# Task instructions
1) Copy word for word the part of the passage on Clark's Nutcracker and whitebark pine that opens with the words containing "The researchers used" and closes with "central California region.".
2) Answer these questions from the passage on Clark's Nutcracker and whitebark pine:
(a) What disease has decimated whitebark pine populations in the Pacific Northwest?
(b) In which national park did the number of nutcrackers counted fall to zero over a decade?
(c) With what organization is Dr. Chris Ray a research ecologist?
3) Write what comes next in the passage on Clark's Nutcracker and whitebark pine, starting after its final sentence.

# Selected passage
⁂

The researchers used data from separate tree and bird monitoring programs in five national parks to examine the relationship between Clark's Nutcracker and whitebark pine in each park. The parks included two in the Pacific Northwest: Mount Rainier and North Cascades, and three in central California: Yosemite, Kings Canyon and Sequoia. In the Pacific Northwest, whitebark pine populations have been decimated by a fungal disease called blister rust. But the disease is not yet widespread in the central California region.

"We observed a dramatic decline in Clark's Nutcracker within Mount Rainier National Park, where the number of birds counted in the park fell steadily to zero over a decade, and those losses appeared to track an observed decline in healthy whitebark pine," says the lead author of the paper Dr. Chris Ray, a research ecologist with The Institute for Bird Populations. An observational study like this one cannot determine whether the decline in whitebark pine caused the nutcrackers to leave, but the lack of nutcrackers, regardless of the cause, has important consequences for the remaining whitebark pine. "There might be other reasons why we no longer detect many nutcrackers at Mount Rainier during the summer," explains Ray, "but a total loss of nutcrackers would clearly disrupt the mutualism there, curtailing local seed dispersal and germination of whitebark."

⁂

# Extracted data
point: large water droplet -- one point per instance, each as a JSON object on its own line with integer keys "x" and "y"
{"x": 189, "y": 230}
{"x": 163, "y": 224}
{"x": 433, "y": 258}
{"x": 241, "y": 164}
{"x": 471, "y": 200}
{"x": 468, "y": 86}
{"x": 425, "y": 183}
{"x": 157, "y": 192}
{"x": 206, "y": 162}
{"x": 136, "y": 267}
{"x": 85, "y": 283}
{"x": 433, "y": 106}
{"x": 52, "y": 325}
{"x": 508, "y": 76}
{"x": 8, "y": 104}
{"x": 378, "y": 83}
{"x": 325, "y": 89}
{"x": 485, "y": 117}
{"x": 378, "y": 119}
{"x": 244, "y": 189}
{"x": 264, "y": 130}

⁂

# Responses by item number
1)
The researchers used data from separate tree and bird monitoring programs in five national parks to examine the relationship between Clark's Nutcracker and whitebark pine in each park. The parks included two in the Pacific Northwest: Mount Rainier and North Cascades, and three in central California: Yosemite, Kings Canyon and Sequoia. In the Pacific Northwest, whitebark pine populations have been decimated by a fungal disease called blister rust. But the disease is not yet widespread in the central California region.

2)
(a) Blister rust, a fungal disease.
(b) Mount Rainier National Park.
(c) The Institute for Bird Populations.

3)
Whitebark pine health is designated by the National Park Service as a "vital sign" of the subalpine ecosystems where it grows because it is a keystone species. This means that it is critical to their ecological function, supporting many other plants and animals that live there and influencing processes like snow retention and spring run-off. Declines in whitebark pine populations have been attributed to an interacting set of factors including blister rust disease, mountain pine beetle infestations and climate change.

Park managers are very concerned about the dramatic declines in whitebark pine in recent decades and what they mean for the ecosystems the pine calls home, says National Park Service ecologist and co-author of the study Dr. Jonathan Nesmith. "These declines have been so severe that whitebark pine is a candidate species for listing under the Endangered Species Act. By understanding what is going on with whitebark pine we can better understand what is happening more broadly in the high elevation systems where they grow and how they might be changing due to climate change and other stressors."

The researchers note that in North Cascades National Park, where whitebark pine populations have also declined, Clark's Nutcracker populations "fluctuated wildly" rather than declining to zero as in Mount Rainier National Park. It is possible that nutcrackers, who routinely fly up to 30 kilometers in a day, may be taking advantage of whitebark pines outside the park boundaries.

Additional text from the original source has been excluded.